**Exercise prompt**.
Repeat every record below exactly, leaving out the pictures.

**Input for this task**.
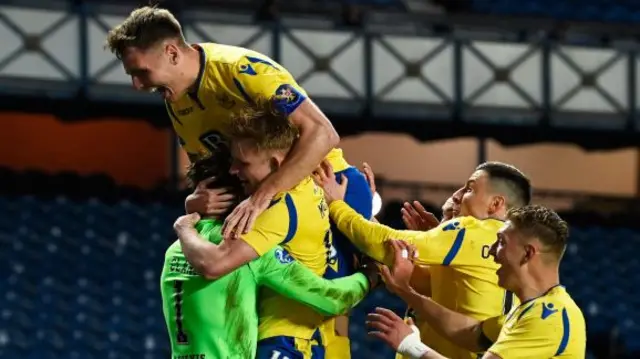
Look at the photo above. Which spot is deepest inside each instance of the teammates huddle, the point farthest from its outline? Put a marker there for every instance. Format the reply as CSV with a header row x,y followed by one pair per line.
x,y
280,242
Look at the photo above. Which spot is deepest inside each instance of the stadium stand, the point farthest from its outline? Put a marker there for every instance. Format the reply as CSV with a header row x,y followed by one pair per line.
x,y
82,273
626,11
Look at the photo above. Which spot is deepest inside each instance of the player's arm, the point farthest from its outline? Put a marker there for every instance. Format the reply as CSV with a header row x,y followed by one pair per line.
x,y
210,260
368,236
259,78
459,329
280,272
439,246
214,261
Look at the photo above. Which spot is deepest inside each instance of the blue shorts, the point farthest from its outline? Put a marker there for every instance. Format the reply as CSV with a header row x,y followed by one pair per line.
x,y
290,348
360,198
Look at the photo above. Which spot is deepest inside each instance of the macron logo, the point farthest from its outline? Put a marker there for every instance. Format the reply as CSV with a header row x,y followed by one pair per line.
x,y
547,310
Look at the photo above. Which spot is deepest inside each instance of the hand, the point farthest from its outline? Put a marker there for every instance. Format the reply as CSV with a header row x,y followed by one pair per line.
x,y
243,217
325,178
371,178
398,278
416,218
187,221
210,202
448,210
389,327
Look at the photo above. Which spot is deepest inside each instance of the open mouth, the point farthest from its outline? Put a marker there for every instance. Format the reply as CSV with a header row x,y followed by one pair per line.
x,y
165,92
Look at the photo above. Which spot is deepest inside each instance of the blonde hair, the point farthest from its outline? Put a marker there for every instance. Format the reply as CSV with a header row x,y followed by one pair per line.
x,y
264,125
144,28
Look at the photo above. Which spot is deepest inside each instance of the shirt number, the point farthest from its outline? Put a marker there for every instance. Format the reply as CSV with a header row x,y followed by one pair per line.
x,y
181,336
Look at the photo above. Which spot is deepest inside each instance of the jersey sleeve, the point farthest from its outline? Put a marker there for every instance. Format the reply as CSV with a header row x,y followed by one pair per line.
x,y
442,245
260,77
275,225
535,334
280,272
491,329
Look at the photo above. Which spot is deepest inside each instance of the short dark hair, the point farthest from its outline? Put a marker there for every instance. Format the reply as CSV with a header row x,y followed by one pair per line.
x,y
515,184
215,165
535,221
263,124
144,28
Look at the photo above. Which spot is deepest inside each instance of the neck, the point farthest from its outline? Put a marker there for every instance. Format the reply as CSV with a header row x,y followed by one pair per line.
x,y
536,284
191,69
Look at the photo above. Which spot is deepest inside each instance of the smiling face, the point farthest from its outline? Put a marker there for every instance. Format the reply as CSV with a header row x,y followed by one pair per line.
x,y
510,251
475,197
155,69
251,165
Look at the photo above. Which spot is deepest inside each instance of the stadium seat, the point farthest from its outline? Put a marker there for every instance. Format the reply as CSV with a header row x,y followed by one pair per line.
x,y
82,280
587,10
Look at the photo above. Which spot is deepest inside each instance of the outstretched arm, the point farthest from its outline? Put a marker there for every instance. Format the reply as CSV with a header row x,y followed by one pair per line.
x,y
459,329
210,260
280,272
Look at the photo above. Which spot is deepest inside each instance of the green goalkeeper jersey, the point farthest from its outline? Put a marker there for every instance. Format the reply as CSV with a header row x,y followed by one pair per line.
x,y
218,319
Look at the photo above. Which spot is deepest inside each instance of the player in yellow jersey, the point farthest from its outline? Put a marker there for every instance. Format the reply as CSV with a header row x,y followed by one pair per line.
x,y
204,85
296,219
462,274
548,323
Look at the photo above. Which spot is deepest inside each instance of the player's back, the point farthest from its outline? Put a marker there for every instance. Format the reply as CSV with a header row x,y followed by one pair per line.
x,y
216,319
231,78
308,241
467,282
549,326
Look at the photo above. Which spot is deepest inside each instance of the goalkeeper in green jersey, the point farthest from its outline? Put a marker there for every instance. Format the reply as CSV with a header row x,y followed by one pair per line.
x,y
218,319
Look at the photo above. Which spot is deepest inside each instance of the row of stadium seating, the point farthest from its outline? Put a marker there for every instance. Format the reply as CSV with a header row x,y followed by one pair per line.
x,y
626,11
81,279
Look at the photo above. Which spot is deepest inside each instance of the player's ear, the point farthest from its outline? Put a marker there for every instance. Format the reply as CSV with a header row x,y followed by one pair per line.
x,y
529,252
171,50
274,163
497,203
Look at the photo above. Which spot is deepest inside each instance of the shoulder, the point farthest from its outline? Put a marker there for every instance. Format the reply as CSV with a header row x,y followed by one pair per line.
x,y
281,213
548,312
223,54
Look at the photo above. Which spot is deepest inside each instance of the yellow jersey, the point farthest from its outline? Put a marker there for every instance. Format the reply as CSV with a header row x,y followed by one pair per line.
x,y
550,326
230,78
462,273
298,220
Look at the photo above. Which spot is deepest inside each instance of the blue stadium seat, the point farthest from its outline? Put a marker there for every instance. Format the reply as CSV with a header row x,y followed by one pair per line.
x,y
82,279
587,10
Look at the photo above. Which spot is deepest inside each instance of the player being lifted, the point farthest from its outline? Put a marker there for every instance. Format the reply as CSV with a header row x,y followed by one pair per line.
x,y
218,319
204,85
548,323
462,274
298,219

**Exercise response**.
Look at the photo above. Which spot is deepest inside each instance of the teammates huddle, the point farthest from its outline? Put a marker there for every instance. Format the reply as CSV with a header row x,y followed by one pair per line.
x,y
280,242
Look at the photo above. Which spot is deepest inside each instance of the stadium stand, the point farthest from its outline? Put a marker there for every instance. Format the reply as CSV with a header row x,y followed by one pair per line.
x,y
82,273
626,11
Look at the photo above. Which spot is deepest inside each instance of the player's arm, the point farthest from its outline? Put a marker there for every instance. Format the reply as CSV with a header row x,y followed by one pair per line.
x,y
210,260
368,236
259,78
459,329
280,272
439,246
214,261
Look at the photo above. Which spot is deepest inside each instance of the blue shorts, the point farthest from its outline? Put a marker there for every instance. Format the reply as CSV with a header row x,y followed by one pair per line.
x,y
290,348
360,198
Look at the photo above. Which spot is deepest inside each instance of the macron logo, the point farthest from its outline? Put a marker there for every instance. Format the reply as CSV with a header row x,y followed by one pair per line.
x,y
547,310
Look at the photo above. Which spot is deepest inside each instance of the hand, the point farthest from its outline? Put a marker there for every instance. Format the reply as CSV with a header row x,y followed by one pair per line.
x,y
243,217
325,178
371,178
398,278
416,218
187,221
210,202
448,210
389,327
Look at the photo above. Which spot is deepest inside each instance of the open mouth, the point farthest from its outline? Put a marker there for every instance. Format the reply as CSV with a header row x,y followed by one pair per line.
x,y
165,92
Look at the photo above. Which spot is deepest inside each instance of the blonde hair, the point farthest from its outline? Put a marker there for every instance. Format the reply as CSV with a header row x,y followed by one pair per line.
x,y
264,125
144,28
Look at the photo above. Which spot is deepest inside each instance of the shirt number, the point farthest from its outline? Put a marker there for every instance. Format the reply as CSV with a header row x,y followed by one pair per line.
x,y
181,336
Look at the photo above. Which spot is deepest inside each instance of the jersey sleeve, the point farthest from its outline? Put a marker there for every instance. Format the reply as CSV with a header row x,y followed by one pair per line.
x,y
442,245
260,77
275,225
535,334
280,272
491,329
Look at the photo above. Which spot is deepest inside each instance of the short dark hair, the point farthest from its outline? Put a marker there for every instance. Format the reply as CSV with a header row x,y followed by one pair per line.
x,y
515,184
215,165
535,221
263,124
144,28
Look at the photo above. Which spot is deepest inside each instance of the neck, the point farthest from its outline? Put a marker there for every instance. Format the reply as CSV with a header row x,y followed by one pair per line.
x,y
536,284
191,69
Look at the photo above. Which spot is deepest inside each instance of the smiling face, the point farthest from its outline? Put a marker there for every instance. Format the reply as CSV with a header row x,y followed by one pair per line.
x,y
510,251
475,197
155,69
251,165
Look at the photo above. Which spot is deepest inside each instance of the stadium seat, the point farthest from its outline? Put a marker there for every instance. Format the reply as CSV with a header row x,y followed by one pair per line.
x,y
82,280
587,10
Look at the photo above. Which spot is deepest inside each instance of the outstretched arm, the point farthest from its outline? Put a marker there for every instance. Format the reply as CSV with a header row x,y followed by one pair per line.
x,y
459,329
210,260
280,272
Look at the photo above. Which spot is deepest inside each instance of the green goalkeeper jersey, the point farthest from its outline? Put a marker there for every instance. Format the reply as CSV with a header row x,y followed by one pair per line.
x,y
218,319
Look at the photo above. Which spot is deepest inside each instance of the player in yellow jersey, the point farthest from its outline? Put a marker there for every instance. Format the reply as CSV with a header row x,y followed by one pair per line.
x,y
204,85
296,219
462,274
548,323
Look at the photo above. Which spot is deepest inside each instance of the player's back, the point farthest from its outline? Put a marker there for every instance. Format the reply as CSV with a header row x,y followed by one pair per line.
x,y
216,319
231,78
308,241
467,282
549,326
Look at the photo above. Which spot is deepest inside each instance of the goalkeeper in green jersey, the point farthest from its outline? Put a marker there for every instance. Format the reply as CSV with a header row x,y followed by one pair per line.
x,y
218,319
Look at the photo above. Which spot is deepest inside each instance of the row of stadium seating, the point farthest from its outline? Put a marker there for every instance. Format the reply as CSV with a header row x,y followed by one pair per line.
x,y
626,11
81,279
Look at the photo above. Which spot is deepest inside each instance of the player's ear, the point farthest from its outline? Put a marker there for every instance. Format the reply as CSV with a header row x,y followed by one pair per line.
x,y
529,252
171,50
274,163
497,203
Look at the photo above. Which spot is deepest inside each instance of the shoulder, the point farthest from its outline? Put a marker there for every instance. Format the reply as CSV with a header row x,y followed by one pair per line.
x,y
281,213
548,312
223,54
Look at the photo above. Which spot is deepest inside each instance of the yellow jersey, the point farthest from its outline? Put a marker there for every instance. Format the reply as CSV with a header row x,y followed by one pair per line.
x,y
550,326
230,78
462,273
298,220
Look at the photo above. Which spot is deepest inside each instance of the blue stadium seat, the point farthest from its outline? Put a marker there for every instance. Format the reply as CSV with a header row x,y followed by one pair per line.
x,y
82,279
587,10
Look at the photo above. Which spot is deepest inside each instance of the player being lifted, the point farthest from its outline? Put a marker there for every instance. Format the reply as CSV with a header row x,y followed by one pair per line.
x,y
218,319
204,85
548,323
462,274
298,219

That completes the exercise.